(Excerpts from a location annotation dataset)

* start *

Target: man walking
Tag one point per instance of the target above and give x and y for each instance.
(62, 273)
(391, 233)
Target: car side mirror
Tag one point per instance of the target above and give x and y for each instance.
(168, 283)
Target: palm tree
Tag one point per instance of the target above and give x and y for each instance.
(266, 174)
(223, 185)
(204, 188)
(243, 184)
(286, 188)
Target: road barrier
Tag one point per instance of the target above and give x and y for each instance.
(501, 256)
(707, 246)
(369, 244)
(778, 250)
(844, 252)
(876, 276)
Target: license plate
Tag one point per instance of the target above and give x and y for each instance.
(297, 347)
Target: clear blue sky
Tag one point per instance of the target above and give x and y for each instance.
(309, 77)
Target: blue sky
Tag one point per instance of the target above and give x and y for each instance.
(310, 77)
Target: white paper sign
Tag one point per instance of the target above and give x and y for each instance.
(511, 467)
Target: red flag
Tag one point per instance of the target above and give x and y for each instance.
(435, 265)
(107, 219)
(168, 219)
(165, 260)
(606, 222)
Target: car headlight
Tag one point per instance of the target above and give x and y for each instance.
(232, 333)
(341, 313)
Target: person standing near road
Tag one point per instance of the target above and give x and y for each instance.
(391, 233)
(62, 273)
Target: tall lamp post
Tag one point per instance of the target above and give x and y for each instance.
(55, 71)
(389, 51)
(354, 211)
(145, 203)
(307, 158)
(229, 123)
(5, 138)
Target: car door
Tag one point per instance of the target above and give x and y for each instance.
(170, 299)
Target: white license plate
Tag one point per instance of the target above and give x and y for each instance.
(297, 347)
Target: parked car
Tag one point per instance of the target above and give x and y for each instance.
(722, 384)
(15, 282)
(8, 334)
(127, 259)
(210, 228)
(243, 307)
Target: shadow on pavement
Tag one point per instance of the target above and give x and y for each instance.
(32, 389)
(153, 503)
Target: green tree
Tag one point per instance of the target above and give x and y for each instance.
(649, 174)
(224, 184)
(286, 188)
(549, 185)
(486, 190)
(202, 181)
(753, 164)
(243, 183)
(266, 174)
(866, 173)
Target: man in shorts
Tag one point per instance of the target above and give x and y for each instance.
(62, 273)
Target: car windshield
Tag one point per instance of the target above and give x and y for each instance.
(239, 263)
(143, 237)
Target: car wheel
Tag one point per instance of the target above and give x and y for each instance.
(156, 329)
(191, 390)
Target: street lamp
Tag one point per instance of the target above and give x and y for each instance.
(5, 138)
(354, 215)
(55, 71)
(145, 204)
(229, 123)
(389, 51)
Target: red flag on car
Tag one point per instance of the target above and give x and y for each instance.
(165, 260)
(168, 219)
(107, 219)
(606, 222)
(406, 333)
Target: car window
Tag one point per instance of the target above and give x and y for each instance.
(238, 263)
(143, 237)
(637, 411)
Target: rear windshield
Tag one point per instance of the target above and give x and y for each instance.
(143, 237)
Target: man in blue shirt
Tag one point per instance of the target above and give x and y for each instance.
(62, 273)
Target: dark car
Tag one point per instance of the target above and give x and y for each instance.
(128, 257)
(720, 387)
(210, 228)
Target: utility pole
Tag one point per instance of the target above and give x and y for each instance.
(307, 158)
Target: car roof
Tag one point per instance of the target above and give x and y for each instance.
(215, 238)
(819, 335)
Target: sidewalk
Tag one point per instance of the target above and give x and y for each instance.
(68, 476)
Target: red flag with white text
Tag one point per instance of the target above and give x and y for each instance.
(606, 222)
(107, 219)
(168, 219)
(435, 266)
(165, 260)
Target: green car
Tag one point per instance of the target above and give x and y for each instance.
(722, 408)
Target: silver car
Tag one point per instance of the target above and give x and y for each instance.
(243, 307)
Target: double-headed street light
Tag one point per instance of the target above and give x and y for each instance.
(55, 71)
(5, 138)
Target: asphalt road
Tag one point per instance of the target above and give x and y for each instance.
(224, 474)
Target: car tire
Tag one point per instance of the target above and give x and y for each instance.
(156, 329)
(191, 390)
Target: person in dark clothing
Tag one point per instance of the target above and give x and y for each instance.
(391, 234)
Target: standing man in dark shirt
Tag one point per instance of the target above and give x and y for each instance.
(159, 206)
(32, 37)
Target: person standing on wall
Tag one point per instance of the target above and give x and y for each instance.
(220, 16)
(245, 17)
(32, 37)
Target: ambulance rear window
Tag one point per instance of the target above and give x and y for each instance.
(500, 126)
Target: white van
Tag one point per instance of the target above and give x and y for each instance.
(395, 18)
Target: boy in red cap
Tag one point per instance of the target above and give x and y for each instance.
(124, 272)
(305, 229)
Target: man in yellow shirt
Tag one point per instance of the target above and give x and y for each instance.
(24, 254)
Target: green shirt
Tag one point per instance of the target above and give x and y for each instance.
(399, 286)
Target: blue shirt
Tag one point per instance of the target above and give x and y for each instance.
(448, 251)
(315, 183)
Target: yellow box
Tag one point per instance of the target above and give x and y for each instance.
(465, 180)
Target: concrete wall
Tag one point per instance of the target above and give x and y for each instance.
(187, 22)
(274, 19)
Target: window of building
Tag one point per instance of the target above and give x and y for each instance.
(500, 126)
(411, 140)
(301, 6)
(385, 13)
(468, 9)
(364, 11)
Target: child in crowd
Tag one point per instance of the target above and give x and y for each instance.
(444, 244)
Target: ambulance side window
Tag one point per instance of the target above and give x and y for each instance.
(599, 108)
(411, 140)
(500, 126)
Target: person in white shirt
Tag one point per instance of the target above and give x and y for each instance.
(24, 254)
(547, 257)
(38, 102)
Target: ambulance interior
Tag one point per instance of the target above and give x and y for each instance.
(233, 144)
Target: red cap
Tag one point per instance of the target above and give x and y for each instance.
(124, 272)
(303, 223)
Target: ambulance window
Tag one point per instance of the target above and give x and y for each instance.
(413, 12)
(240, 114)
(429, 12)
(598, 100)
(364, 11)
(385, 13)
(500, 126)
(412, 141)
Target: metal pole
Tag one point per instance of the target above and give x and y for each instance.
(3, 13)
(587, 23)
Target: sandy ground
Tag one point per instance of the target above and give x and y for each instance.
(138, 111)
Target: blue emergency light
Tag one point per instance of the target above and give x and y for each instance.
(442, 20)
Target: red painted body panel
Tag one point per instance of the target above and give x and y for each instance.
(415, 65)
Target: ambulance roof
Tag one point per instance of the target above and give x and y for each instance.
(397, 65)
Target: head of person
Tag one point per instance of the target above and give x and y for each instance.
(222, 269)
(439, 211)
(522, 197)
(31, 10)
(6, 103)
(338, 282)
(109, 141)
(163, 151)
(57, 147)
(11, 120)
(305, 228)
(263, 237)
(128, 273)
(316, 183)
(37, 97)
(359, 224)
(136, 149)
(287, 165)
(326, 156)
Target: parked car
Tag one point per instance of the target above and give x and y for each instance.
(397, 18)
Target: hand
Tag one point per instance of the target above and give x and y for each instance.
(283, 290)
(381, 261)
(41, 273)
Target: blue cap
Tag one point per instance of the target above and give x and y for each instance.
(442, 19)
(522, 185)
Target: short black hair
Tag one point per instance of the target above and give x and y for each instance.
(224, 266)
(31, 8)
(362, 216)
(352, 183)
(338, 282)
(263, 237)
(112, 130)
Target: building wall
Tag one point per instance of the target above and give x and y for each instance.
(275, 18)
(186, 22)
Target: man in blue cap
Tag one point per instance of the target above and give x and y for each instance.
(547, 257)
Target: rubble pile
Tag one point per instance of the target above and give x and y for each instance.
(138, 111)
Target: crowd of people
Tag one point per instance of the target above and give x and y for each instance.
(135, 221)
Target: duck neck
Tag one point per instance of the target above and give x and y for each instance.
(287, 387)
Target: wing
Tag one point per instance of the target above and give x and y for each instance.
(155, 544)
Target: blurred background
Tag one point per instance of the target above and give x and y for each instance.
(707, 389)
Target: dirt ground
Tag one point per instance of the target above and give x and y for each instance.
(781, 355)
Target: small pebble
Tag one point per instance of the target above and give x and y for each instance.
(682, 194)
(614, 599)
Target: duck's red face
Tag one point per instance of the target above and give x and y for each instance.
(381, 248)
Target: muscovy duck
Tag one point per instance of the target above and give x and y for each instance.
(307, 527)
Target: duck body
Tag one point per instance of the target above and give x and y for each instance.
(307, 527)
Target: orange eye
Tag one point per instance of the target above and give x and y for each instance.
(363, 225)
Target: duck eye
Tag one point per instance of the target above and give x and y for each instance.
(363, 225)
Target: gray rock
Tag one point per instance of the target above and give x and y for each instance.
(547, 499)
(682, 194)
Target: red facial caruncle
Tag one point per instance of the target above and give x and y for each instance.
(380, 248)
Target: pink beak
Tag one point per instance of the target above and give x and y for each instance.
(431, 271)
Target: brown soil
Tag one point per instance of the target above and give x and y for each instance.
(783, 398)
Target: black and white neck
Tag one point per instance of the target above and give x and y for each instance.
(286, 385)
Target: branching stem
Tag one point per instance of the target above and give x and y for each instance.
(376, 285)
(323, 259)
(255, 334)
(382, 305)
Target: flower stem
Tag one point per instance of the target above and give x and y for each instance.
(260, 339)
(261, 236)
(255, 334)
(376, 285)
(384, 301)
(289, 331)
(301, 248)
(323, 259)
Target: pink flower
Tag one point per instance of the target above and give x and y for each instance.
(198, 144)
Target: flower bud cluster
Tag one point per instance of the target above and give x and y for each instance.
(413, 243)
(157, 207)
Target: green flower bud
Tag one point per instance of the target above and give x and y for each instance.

* end *

**TASK BRIEF**
Copy the data above from the line containing "Target: black and white neck" through the end of the data, both ends included, and reproduce only that stretch.

**TASK ANSWER**
Target: black and white neck
Tag one point per instance of the target above and give x and y for each instance.
(286, 385)
Target: branching stem
Tag one point per instance of the target above and give x and y for each instance.
(376, 285)
(323, 259)
(255, 334)
(382, 305)
Target: flower stem
Tag one point per instance of the target above and give x and y for each instance.
(260, 339)
(261, 236)
(255, 334)
(376, 285)
(384, 301)
(289, 331)
(301, 248)
(323, 259)
Target: pink flower
Tag one point per instance of the target above and give x and y for each instance.
(198, 144)
Target: flower bud cluster
Tag one point per instance of the target above and give x and y for each instance.
(413, 243)
(157, 207)
Target: green flower bud
Tag one point per instance of the target above and give x and y for each instance.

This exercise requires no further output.